Objectives:
a: Answer these about the text on the series Fitrat:
(i) Who wrote the series?
(ii) What are the names of Fariya's two siblings?
(iii) Which actor plays Maliha?
b: In the text on the series Fitrat, swap "romantic drama" for "family drama" and write out everything from "Fitrat (Urdu: فطرت, lit." down to "on VIU App.".
c: Continue the text on the series Fitrat from the point where it stops.

## Start Text to read

Fitrat (Urdu: فطرت, lit. 'Nature') is a Pakistani romantic drama soap television series, produced by Abdullah Kadwani and Asad Qureshi under the banner of 7th Sky Entertainment. It premiered on Geo Entertainment from 2 November 2020 to 30 January 2021. It is directed by Asad Jabal and written by Nuzhat Saman. It is digitally available on YouTube and in some countries on VIU App.

Plot 
Fariya finds her way out of hardship through shortcuts. Her widowed mother, too, finds a distraction from hardship. Surprisingly, Fariya's other two siblings, Rafiya and Haris, are poles apart when it comes to pursuing success as they choose to work their way up through honest means. When Fariya's extramarital affair is no longer hidden from her employer-turned-husband Shahbaz, she sets out in quest of another target. She crosses paths with Arbaaz and later finds that there is so much she can use against Shahbaz after marrying his younger brother.

Cast 

 Saboor Aly as Fariya
 Ali Abbas as Shahbaz
 Mirza Zain Baig as Arbaaz
 Zubab Rana as Rafiya
 Zain Afzal as Bilal
 Sabiha Hashmi as Shahbaz, Arbaaz and Alizeh grandmother 
 Seemi Pasha as Abida - Shahbaz, Arbaaz and Alizeh’s mother
 Saife Hassan as Ayaz - Shahbaz, Arbaaz and Alizeh's father
 Fazila Qazi as Memoona - Maliha's mother 
 Farhan Ali Agha as Javed - Maliha's father 
 Adla Khan as Maliha
 Ayesha Gul as Sadia - Fariha, Rafiya and Haris’s mother
 Kamran Jilani as Khalid
 Mariyam Nafees as Alizeh
 Sadaf Aashan as Gulshan 
 Raeed Muhammad Alam as Haris
 Rubab as Sana - Sadia and Khalid's daughter (child actress)

## End Text to read
## Start Available data

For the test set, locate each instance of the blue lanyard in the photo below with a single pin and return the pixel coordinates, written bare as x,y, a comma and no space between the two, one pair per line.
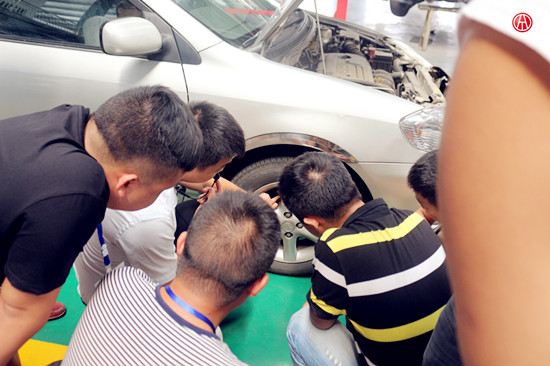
104,251
182,304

## End Available data

Answers to the exercise:
a:
(i) Nuzhat Saman
(ii) Rafiya and Haris
(iii) Adla Khan

b:
Fitrat (Urdu: فطرت, lit. 'Nature') is a Pakistani family drama soap television series, produced by Abdullah Kadwani and Asad Qureshi under the banner of 7th Sky Entertainment. It premiered on Geo Entertainment from 2 November 2020 to 30 January 2021. It is directed by Asad Jabal and written by Nuzhat Saman. It is digitally available on YouTube and in some countries on VIU App.

c:
Soundtrack 
The original soundtrack O Zalim was sung by Sahir Ali Bagga and Aima Baig. Composed by Bagga himself, the lyrics were written by Muhammad Mujtaba.

Broadcast
The drama serial premiered on 2 November by replacing Uraan and aired an hour episode daily on Geo Entertainment. Since the series was getting recognition among the viewers, the channel often began to air mega episodes of two hours either on Wednesday or Tuesday.

Production
The project was announced by the director Asad Jabal in early 2020 who has previously directed Mera Rab Waris for the same channel.

It marked the fourth on-screen appearance of Saboor Aly with Ali Abbas after Naqab Zan, Haqeeqat, and Tum Ho Wajah while it was the second with Zubab Rana after Mere Khudaya. Abbas and Rana also appeared in Rishtay Biktay Hain.

PEMRA's notice
The serial received a notice from PEMRA for showing inappropriate dialogues and content in mid-December 2020.

Reception 
The serial got recognition among critics as well as audiences. The role of Saboor Aly received positive reviews from the critics. It maintained high TRP's throughout its run and was among the top dramas in TRP's chart. Due to its popularity, the serial was re-run on the same channel shortly after its end.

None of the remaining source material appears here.